Many photographers dread pulling out their tripod, because they're a bit on the heavy side and can be a hassle to carry around, especially when out in nature. However, using a tripod can make the difference between an amateur shot and an epic shot.

Taking the time to set up the three-legged gadget that every photographer should have in their toolbox can benefit the end results in compelling ways.

Steady Means Sharp

The best argument for using a tripod is to increase the camera's stability. That's what they were made for, and when stability is on your side, razor-sharp images are more likely to be in your future. The extra bit of time it takes to unpack and set up a tripod tends to discourage a lot of amateur photographers. Yes, it does take extra time. Nevertheless, isn't it better to ensure a selection of sharper images? If you spend all that time heading out into the woods, fields, rivers, mountains, oceans or wherever else your photography muse takes you, then certainly coming home with blurred images (and possibly a few ticks or mosquito bites, too) will defeat the purpose.

To forgo a tripod and only hand holding a camera in low light increases the odds that the shot will be blurry, especially with a shutter speed of less than 1/250. This will be especially evident when the image is enlarged.

In photography, the equation is simple: Shaking equals blurring. With a tripod, the shutter can stay open as long as needed -- minutes and even hours -- and as long the camera remains still, the picture won't be blurry. Note that there will be times when Mother Nature can interfere, such as during high winds, which can obviously rattle a tripod and camera around a bit. In conditions such as these, further adjustments will need to be made.

The exercise:
According to the tripod article, hand-holding a camera in low light makes a blurry shot more likely at shutter speeds slower than what? The material has no connection to the tripod article.

Material:
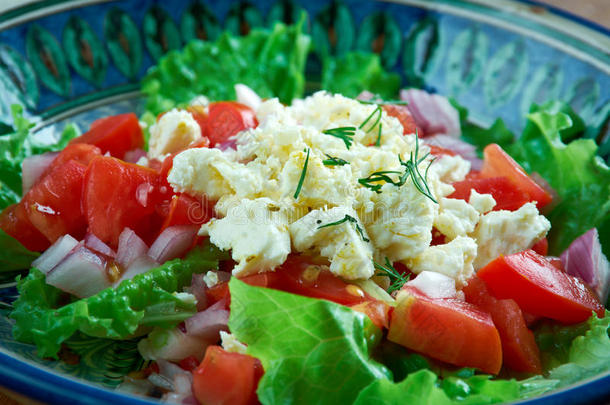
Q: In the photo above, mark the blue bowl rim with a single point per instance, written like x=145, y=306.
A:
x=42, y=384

* * *

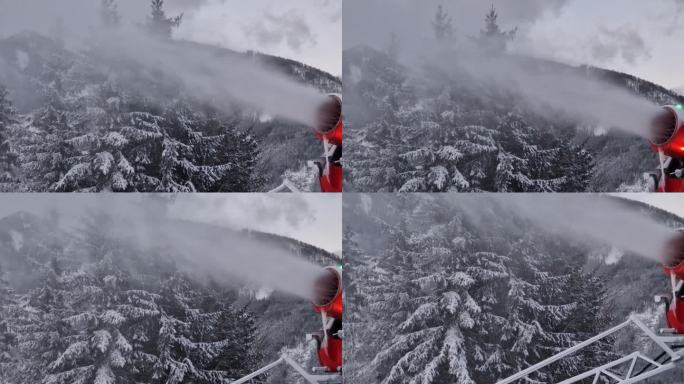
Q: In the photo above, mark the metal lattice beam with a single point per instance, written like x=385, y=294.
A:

Solution to this problem:
1/250